------ Given records ------

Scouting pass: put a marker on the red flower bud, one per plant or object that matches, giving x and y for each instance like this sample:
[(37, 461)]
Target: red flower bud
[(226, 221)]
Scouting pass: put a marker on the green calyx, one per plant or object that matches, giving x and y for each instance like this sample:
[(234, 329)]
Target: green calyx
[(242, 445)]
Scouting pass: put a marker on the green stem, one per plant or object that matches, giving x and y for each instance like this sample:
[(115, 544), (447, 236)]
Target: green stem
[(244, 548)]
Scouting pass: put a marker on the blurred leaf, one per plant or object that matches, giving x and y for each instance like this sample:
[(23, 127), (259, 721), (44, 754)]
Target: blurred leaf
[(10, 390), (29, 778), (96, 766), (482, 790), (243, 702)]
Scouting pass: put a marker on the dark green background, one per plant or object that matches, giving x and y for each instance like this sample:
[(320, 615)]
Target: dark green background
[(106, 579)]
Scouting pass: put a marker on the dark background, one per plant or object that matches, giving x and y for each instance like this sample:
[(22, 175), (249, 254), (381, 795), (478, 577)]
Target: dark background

------

• [Description of the task]:
Rewrite the part of the listing that opens with the line containing "Scouting pass: put a marker on the dark green" and closes with the line containing "[(106, 579)]", substituting "backdrop" for each "background" and changing nothing else. Return only those lines.

• [Exercise result]:
Scouting pass: put a marker on the dark green backdrop, one per plant or object that matches, giving x and y for each instance like this sample:
[(320, 615)]
Target: dark green backdrop
[(106, 579)]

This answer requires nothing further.